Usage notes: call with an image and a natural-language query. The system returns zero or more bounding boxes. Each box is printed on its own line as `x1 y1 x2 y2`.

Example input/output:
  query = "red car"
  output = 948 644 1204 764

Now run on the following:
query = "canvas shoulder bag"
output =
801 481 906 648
--
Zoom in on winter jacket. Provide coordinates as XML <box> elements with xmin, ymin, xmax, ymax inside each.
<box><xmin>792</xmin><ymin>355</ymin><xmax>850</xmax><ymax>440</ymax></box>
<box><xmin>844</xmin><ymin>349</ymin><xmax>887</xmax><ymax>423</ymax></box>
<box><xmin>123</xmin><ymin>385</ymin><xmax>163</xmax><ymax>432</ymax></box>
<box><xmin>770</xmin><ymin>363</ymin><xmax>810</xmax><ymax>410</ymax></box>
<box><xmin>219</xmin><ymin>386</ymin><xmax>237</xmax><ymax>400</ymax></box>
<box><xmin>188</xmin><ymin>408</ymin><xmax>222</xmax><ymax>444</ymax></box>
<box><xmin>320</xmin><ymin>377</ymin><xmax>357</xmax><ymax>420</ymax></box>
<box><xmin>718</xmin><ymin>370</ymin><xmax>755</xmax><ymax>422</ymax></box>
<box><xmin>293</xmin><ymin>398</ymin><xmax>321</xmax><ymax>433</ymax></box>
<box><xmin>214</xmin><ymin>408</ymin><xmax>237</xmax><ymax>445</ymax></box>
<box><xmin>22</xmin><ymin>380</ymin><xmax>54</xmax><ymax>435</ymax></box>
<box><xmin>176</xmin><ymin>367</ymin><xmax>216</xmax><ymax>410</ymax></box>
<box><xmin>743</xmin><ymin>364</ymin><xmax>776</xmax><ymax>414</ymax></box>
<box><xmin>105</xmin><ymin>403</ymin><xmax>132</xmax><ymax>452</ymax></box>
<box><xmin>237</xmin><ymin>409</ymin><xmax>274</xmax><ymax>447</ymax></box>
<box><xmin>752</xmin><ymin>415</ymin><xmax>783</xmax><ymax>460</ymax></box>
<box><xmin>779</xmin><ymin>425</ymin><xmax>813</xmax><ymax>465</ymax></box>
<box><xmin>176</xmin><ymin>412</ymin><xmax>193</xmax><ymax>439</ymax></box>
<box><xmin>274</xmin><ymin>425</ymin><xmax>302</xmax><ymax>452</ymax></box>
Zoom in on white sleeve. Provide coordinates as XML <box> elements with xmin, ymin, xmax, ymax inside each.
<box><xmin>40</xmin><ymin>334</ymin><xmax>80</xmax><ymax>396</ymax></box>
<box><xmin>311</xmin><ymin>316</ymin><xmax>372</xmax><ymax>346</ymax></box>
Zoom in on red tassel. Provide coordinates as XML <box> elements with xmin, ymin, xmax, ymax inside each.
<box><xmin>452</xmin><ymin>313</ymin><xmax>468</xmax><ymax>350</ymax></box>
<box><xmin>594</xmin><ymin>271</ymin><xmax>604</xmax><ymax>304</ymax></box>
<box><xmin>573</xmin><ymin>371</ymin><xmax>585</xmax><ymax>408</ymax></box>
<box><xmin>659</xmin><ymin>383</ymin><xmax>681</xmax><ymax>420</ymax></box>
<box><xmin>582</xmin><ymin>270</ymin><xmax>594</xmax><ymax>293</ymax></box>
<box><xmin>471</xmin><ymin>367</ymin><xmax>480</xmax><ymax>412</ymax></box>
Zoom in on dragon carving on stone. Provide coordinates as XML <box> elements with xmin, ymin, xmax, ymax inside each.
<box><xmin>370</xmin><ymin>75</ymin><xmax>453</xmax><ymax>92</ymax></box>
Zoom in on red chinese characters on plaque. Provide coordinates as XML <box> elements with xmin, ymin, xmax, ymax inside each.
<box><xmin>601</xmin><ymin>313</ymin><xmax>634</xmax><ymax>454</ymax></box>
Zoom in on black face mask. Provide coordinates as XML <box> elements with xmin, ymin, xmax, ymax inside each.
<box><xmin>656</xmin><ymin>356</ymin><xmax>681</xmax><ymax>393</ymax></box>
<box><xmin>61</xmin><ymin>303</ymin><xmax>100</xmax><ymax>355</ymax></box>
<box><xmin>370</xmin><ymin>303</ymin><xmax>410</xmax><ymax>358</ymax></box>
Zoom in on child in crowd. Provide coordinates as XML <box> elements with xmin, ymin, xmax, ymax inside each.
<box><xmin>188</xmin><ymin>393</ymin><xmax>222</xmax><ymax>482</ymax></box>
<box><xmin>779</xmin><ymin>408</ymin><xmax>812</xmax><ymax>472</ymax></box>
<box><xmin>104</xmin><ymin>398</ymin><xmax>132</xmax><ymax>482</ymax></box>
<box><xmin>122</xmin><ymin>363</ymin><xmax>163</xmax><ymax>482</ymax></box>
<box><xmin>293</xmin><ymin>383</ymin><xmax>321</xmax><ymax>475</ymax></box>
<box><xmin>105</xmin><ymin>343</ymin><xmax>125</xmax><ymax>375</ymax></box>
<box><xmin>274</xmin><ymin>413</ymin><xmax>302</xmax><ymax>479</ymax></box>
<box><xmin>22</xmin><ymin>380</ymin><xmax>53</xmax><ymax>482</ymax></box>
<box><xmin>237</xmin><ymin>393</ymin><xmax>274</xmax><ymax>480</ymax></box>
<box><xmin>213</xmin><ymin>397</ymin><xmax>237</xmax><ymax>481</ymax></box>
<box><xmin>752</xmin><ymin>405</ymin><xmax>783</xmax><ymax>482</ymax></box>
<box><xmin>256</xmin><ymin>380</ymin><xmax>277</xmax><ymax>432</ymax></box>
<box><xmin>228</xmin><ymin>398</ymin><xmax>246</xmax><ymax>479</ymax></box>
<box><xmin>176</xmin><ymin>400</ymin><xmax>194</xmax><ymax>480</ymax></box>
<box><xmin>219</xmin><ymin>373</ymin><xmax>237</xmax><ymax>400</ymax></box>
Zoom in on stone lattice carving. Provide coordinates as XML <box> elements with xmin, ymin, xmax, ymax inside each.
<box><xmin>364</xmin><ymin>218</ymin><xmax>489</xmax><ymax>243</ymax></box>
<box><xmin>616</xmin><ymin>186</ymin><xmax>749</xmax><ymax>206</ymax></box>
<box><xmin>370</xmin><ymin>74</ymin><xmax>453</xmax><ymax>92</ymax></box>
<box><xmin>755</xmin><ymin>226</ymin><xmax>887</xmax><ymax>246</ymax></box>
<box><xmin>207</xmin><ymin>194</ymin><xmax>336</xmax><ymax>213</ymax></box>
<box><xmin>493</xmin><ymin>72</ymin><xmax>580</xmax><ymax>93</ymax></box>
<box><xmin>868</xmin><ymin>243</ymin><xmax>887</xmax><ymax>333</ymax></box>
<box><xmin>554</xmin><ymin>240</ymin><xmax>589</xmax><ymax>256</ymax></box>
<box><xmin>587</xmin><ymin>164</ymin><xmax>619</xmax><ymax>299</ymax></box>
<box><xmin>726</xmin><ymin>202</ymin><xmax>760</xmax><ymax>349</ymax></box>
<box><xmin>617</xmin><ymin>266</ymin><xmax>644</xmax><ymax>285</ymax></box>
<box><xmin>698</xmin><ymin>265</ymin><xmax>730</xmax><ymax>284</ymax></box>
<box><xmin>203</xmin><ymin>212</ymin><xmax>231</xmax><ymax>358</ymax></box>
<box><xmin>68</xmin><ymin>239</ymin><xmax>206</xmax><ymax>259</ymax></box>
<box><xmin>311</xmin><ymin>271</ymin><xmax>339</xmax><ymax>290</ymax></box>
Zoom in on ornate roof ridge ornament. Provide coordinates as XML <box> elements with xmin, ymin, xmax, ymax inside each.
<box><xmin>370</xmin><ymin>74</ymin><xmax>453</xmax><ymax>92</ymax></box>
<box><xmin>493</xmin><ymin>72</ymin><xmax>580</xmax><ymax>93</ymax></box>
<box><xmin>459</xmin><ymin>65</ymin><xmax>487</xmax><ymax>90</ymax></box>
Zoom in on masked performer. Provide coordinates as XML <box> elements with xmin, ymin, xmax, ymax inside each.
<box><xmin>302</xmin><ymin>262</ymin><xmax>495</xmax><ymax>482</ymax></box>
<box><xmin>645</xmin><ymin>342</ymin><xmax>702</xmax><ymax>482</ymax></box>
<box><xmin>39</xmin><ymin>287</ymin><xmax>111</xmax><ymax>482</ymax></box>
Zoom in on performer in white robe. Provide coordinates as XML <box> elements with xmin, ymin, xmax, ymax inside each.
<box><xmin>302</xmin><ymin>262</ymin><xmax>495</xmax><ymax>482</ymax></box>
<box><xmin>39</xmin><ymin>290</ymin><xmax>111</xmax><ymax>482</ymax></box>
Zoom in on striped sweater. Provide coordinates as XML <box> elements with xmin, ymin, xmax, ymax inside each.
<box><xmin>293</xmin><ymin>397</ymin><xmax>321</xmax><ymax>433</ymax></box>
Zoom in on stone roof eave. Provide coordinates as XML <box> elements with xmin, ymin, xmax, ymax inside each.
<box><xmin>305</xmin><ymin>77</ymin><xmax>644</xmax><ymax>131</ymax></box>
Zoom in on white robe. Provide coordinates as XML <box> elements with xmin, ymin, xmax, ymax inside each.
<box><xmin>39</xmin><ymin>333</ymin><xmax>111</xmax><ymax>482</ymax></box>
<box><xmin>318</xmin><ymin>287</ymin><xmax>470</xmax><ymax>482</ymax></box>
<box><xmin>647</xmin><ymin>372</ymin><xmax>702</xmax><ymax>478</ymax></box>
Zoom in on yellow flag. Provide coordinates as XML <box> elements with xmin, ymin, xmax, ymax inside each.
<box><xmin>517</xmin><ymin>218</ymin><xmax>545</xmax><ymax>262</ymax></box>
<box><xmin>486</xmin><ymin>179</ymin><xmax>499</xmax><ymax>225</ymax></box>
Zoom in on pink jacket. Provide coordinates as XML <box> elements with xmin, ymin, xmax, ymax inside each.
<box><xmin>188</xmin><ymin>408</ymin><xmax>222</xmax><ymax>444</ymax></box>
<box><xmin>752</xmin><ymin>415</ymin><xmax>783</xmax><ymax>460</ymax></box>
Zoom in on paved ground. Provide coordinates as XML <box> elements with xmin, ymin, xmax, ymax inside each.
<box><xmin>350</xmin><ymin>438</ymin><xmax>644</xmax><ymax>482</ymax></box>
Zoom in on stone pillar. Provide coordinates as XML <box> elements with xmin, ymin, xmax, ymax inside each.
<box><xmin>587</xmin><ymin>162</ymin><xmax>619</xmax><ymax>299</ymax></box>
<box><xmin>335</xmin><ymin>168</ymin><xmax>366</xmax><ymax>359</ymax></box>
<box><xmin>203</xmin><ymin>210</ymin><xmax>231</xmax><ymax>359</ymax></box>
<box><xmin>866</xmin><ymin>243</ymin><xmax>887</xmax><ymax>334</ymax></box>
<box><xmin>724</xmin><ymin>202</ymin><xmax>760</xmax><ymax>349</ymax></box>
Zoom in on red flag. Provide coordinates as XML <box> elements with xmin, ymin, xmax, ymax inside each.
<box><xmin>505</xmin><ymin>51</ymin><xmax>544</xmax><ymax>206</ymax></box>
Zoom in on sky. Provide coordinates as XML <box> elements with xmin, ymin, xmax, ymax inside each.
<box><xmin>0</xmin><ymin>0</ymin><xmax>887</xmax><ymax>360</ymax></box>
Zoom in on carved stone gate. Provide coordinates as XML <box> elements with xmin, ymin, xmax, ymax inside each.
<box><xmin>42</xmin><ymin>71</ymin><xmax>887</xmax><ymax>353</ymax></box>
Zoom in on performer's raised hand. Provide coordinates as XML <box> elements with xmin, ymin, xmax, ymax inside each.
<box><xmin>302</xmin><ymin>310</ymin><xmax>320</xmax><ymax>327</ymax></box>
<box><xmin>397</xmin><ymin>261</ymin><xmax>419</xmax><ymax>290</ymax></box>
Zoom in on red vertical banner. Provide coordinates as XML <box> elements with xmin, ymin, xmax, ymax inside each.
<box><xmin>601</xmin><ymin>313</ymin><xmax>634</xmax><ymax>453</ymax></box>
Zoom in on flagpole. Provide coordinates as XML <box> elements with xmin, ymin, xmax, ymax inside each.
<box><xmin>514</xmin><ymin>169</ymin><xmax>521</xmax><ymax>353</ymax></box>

Aim of the exercise - Copy these lines of the data word for word, starting at the line that contains "Usage notes: call" and ending after the line that contains "801 481 906 648".

Written reply -
Usage notes: call with an image and a natural-language query. The system returns zero or more bounding boxes. Each box is printed on its own line as `x1 y1 x2 y2`.

Example input/output:
  query = "red car"
  output = 948 644 1204 764

Now run on the following:
query = "canvas shoulder bag"
output =
801 481 906 648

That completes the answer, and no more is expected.